• Actions requises
1. Dans la liste, substituez "bounding box" à "bounding rectangle" entre les lignes contenant "Medical annotation tool: circle the church tower" et "66,184,125,209", bornes comprises. Rendez uniquement ces lignes, sans rien modifier d'autre.
2. Reprenez le texte sur l'andouillette de Cambrai à la suite de sa dernière phrase.
___ Document ___
Réponse apportée en séance publique le 19/12/2000

M. Jacques Legendre. Monsieur le secrétaire d'Etat, le Gouvernement a annoncé, le 11
octobre dernier, sa décision d'interdire l'utilisation de l'ensemble des intestins provenant de
bovins, quel que soit leur âge, dans la fabrication de la charcuterie.
L'une des spécialités culinaires, parmi les plus célèbres, de la région de Cambrai est ainsi
concernée au premier chef. En effet, l'andouillette qui y est fabriquée est composée à 95 %
de fraise de veau, produit dont l'utilisation représente 700 tonnes environ par an pour la
confection de 500 tonnes d'andouillettes.
La décision d'interdiction, qui n'a semble-t-il pour l'instant pas encore été confirmée par voie
d'arrêté interministériel, est lourde de conséquences économiques et sociales pour le tissu
artisanal local.
___ Données d'entrée ___
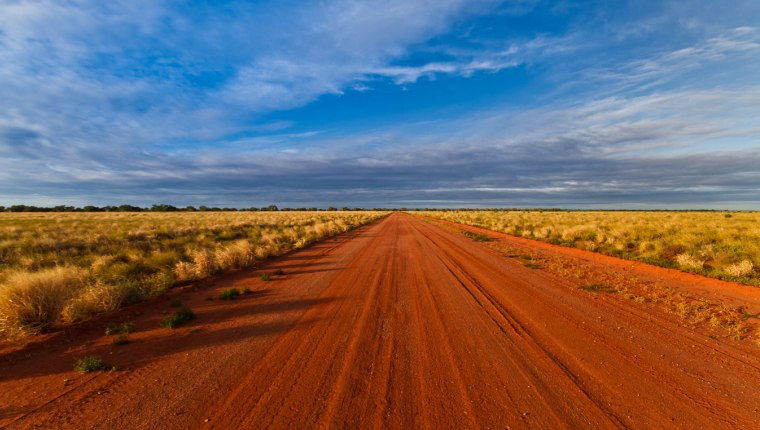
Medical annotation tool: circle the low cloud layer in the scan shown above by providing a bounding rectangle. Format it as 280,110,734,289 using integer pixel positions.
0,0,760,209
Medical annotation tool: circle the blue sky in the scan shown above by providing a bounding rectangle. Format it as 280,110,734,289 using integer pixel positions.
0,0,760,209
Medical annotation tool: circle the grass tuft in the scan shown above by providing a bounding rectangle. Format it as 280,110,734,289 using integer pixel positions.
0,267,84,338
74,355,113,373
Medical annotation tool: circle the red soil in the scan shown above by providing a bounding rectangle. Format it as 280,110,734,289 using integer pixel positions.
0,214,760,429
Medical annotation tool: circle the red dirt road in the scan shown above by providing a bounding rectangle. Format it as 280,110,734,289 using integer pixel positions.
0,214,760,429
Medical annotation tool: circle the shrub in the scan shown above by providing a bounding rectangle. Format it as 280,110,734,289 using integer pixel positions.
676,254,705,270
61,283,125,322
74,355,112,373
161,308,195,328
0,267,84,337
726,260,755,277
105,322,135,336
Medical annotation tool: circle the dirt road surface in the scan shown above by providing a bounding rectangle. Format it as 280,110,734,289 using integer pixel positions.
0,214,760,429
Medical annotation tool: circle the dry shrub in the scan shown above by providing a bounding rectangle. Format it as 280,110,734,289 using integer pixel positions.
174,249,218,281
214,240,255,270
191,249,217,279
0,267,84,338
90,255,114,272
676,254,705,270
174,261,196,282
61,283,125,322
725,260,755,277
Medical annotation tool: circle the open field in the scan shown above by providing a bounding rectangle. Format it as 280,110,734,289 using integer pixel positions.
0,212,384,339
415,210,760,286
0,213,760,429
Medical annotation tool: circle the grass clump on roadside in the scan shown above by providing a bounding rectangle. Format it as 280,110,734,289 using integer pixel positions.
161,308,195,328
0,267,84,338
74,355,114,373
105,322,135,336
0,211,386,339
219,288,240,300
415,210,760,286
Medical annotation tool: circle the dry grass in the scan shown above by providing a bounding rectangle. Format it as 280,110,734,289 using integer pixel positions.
___
___ Données d'entrée ___
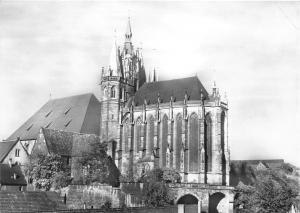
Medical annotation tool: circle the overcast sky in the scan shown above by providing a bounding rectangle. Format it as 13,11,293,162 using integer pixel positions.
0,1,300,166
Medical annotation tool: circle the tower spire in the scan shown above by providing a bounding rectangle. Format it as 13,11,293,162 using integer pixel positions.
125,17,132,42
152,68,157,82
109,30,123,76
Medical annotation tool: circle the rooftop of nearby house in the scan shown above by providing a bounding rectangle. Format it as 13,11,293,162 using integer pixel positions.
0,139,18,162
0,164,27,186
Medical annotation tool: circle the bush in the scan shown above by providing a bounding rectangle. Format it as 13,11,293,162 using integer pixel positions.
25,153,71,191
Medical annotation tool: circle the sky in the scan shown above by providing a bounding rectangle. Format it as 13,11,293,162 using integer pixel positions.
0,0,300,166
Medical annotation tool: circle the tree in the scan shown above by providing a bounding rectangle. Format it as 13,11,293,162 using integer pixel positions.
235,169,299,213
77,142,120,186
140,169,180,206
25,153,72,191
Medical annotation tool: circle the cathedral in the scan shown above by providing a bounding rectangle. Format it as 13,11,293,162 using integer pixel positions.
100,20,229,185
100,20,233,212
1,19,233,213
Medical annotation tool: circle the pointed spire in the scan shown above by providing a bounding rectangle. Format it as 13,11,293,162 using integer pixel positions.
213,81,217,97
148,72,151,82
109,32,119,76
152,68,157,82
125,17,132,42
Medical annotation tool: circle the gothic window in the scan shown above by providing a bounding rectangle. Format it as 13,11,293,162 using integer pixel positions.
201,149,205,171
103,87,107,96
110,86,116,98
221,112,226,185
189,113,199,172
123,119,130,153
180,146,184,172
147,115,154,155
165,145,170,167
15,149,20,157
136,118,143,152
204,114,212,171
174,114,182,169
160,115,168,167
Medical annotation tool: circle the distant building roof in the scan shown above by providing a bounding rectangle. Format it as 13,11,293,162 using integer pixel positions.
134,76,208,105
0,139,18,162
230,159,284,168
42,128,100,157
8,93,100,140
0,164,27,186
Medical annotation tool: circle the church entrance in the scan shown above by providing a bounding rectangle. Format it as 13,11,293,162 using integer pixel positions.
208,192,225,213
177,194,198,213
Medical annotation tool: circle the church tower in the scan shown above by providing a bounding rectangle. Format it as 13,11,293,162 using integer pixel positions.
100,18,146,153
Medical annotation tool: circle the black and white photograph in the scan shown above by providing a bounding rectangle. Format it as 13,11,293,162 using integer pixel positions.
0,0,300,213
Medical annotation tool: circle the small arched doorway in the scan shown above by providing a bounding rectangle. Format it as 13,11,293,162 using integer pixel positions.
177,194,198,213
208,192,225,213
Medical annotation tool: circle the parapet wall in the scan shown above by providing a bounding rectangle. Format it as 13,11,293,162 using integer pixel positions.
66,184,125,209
___
___ Données d'entrée ___
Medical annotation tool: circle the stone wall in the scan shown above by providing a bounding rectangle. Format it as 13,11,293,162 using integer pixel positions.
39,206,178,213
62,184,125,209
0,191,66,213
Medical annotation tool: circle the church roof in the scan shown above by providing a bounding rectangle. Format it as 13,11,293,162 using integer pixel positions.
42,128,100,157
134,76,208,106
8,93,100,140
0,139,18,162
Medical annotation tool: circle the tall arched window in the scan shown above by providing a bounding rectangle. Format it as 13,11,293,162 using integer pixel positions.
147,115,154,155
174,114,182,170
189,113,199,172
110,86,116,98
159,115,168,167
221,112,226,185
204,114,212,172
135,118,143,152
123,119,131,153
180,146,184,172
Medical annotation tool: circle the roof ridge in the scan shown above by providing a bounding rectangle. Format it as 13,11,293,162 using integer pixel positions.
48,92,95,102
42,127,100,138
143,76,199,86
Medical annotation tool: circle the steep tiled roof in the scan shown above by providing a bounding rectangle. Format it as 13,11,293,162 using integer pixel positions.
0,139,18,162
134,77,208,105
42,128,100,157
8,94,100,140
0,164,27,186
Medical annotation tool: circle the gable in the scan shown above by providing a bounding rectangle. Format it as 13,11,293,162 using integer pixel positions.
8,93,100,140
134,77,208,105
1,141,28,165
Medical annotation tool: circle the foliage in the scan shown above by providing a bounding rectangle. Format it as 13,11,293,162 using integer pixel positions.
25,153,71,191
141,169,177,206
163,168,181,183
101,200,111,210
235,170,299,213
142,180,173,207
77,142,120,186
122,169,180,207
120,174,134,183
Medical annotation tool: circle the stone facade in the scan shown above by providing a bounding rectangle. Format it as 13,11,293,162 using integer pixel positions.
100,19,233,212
___
• Réponses dans l'ordre
1.
Medical annotation tool: circle the church tower in the scan shown above by providing a bounding box. Format it as 13,11,293,162 using integer pixel positions.
100,18,146,153
Medical annotation tool: circle the black and white photograph in the scan shown above by providing a bounding box. Format it as 13,11,293,162 using integer pixel positions.
0,0,300,213
Medical annotation tool: circle the small arched doorway in the scan shown above by providing a bounding box. Format it as 13,11,293,162 using integer pixel positions.
177,194,198,213
208,192,225,213
Medical annotation tool: circle the parapet wall in the scan shown above by providing a bounding box. Format it as 13,11,293,162 using integer pixel positions.
66,184,125,209

2.
Le Cambrésis assure en effet plus de 25 % de la production nationale d'andouillettes à base
de veau. Or, outre la dégradation de l'image des artisans charcutiers concernés, qui sont au
nombre de quatre-vingt dix dans le Cambrésis, force est de constater que le chiffre d'affaires
de ces professionnels a chuté dans les deux semaines qui ont suivi cette annonce de 15 % à
25 % selon les cas et que des mesures de chômage technique ont malheureusement d'ores
et déjà dû être mises en oeuvre.
Dans ces conditions, monsieur le secrétaire d'Etat, que les choses soient bien claires. Je
comprends tout à fait votre volonté de faire prévaloir le principe de précaution, car il n'est pas
question de mettre en balance la santé du consommateur avec tel ou tel intérêt, mais il est
souhaitable que vous nous précisiez les intentions du Gouvernement sur l'application
annoncée ou envisagée d'une telle interdiction et les mesures qu'il entend prendre pour
sauvegarder un produit artisanal traditionnel célèbre de la cuisine française et, surtout, aider
la profession directement touchée par cette décision d'appliquer le principe de précaution, qui
est sans doute nécessaire, mais qui serait un coup terrible, dont toutes les conséquences
doivent être mesurées.
M. le président. La parole est à M. le secrétaire d'Etat. M. François Patriat, secrétaire
d'Etat aux petites et moyennes entreprises, au commerce, à l'artisanat et à la consommation.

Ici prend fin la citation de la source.